* Written request 1: In the passage on George William Curtis, change "clerk" to "copyist" and give the part starting at "George William Curtis was" and ending at "Egypt and Syria.".

--- start of Passage shown ---

George William Curtis
George William Curtis
American writer, orator, and, especially, civil service reformer, George William Curtis (1824-1892) was a patrician whose ideals and causes are blurred in historical retrospect by a personal elitism that bordered on priggishness and was out of step even in his own time.
George William Curtis was born into a very old New England family in Providence, R.I. After attending school in Massachusetts, he spent several years in New York City, where he worked as a clerk. Already a disciple of Ralph Waldo Emerson, Curtis lived for 2 years at the transcendentalist utopian colony, Brook Farm. He returned to New York City, then in 1846 left on the grand tour of Europe fashionable for well-to-do New Englanders. However, he added to this an unusual side trip to the Near East and wrote two books on his impressions of Egypt and Syria.

--- end of Passage shown ---
--- start of Records for processing ---

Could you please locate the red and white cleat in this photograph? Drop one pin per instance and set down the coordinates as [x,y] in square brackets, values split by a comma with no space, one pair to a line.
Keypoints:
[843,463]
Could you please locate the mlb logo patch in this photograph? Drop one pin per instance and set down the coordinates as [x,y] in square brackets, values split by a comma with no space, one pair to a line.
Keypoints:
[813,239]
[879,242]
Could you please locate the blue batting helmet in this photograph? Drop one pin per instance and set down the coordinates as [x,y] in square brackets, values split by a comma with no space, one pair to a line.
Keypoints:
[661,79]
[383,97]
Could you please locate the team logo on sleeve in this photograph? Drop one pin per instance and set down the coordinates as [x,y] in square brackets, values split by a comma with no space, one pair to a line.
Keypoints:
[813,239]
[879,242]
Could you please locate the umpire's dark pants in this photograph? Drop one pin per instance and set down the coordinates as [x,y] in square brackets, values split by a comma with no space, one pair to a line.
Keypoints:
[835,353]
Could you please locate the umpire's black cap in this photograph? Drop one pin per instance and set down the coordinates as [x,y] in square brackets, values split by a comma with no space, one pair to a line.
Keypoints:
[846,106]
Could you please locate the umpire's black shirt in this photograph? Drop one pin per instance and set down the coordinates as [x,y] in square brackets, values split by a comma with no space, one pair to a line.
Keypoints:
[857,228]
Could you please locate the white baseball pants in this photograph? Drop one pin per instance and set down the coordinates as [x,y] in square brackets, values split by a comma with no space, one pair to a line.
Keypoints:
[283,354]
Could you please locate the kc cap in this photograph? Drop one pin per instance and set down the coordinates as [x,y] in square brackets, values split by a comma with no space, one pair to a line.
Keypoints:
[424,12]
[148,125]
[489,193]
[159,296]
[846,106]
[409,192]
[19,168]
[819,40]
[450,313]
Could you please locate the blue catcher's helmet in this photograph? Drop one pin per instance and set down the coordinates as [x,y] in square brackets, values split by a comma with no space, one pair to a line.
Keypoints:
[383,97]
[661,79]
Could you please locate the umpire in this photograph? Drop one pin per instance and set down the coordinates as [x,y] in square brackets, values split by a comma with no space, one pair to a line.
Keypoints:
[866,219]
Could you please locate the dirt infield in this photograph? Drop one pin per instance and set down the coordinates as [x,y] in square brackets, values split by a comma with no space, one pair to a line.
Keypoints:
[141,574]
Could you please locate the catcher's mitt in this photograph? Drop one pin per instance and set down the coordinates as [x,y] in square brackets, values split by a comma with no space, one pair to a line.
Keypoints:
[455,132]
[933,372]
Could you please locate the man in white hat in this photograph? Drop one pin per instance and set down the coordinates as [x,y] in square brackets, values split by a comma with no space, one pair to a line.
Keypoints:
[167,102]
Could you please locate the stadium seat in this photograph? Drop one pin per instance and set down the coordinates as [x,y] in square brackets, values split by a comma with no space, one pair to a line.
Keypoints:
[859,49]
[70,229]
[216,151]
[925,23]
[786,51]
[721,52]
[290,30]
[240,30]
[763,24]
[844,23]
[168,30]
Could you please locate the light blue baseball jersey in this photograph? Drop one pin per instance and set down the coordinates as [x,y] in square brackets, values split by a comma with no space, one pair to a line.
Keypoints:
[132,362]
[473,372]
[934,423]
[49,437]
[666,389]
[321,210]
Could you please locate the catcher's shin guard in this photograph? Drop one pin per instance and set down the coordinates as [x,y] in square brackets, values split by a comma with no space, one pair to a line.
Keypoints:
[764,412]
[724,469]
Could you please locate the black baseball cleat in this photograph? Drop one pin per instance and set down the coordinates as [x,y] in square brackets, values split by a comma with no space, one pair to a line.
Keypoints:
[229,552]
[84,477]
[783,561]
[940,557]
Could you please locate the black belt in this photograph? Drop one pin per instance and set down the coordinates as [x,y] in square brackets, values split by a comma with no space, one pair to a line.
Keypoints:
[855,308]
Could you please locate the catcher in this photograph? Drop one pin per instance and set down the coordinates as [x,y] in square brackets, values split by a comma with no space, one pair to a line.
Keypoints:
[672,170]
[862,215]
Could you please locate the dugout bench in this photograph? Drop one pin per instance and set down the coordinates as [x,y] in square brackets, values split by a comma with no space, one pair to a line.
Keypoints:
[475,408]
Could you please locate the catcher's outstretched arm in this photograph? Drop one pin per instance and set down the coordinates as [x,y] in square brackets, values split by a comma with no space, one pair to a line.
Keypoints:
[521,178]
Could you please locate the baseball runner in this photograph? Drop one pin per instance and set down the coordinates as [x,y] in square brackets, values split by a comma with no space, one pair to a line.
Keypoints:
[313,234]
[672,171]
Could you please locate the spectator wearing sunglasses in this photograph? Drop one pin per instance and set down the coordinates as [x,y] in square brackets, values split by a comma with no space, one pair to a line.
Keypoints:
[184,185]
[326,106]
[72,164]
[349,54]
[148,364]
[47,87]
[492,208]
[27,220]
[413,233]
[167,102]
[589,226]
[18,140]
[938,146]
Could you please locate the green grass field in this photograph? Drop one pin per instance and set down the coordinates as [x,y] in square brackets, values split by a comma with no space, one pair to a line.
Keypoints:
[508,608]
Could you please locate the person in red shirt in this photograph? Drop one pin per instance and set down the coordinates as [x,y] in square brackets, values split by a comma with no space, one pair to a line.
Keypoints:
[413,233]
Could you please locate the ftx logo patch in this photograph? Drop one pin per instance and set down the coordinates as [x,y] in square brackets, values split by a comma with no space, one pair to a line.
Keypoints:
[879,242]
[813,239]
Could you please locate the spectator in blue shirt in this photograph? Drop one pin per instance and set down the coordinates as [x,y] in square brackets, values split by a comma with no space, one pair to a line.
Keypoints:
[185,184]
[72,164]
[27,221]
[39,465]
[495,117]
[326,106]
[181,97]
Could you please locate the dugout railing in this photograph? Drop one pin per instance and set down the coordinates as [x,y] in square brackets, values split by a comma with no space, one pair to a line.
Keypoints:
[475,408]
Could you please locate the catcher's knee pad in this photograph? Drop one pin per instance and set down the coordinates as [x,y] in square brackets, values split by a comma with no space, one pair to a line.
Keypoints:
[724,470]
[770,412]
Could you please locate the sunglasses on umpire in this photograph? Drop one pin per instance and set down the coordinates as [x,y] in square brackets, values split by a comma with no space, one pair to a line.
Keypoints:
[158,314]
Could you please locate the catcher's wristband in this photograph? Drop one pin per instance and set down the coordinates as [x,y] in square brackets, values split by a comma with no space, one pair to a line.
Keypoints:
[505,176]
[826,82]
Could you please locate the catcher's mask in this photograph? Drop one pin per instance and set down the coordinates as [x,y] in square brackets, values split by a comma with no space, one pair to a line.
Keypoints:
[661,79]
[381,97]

--- end of Records for processing ---

* Written request 2: List every line of the records that holds the word "pants".

* Output 1:
George William Curtis was born into a very old New England family in Providence, R.I. After attending school in Massachusetts, he spent several years in New York City, where he worked as a copyist. Already a disciple of Ralph Waldo Emerson, Curtis lived for 2 years at the transcendentalist utopian colony, Brook Farm. He returned to New York City, then in 1846 left on the grand tour of Europe fashionable for well-to-do New Englanders. However, he added to this an unusual side trip to the Near East and wrote two books on his impressions of Egypt and Syria.

* Output 2:
Could you please locate the umpire's dark pants in this photograph? Drop one pin per instance and set down the coordinates as [x,y] in square brackets, values split by a comma with no space, one pair to a line.
Could you please locate the white baseball pants in this photograph? Drop one pin per instance and set down the coordinates as [x,y] in square brackets, values split by a comma with no space, one pair to a line.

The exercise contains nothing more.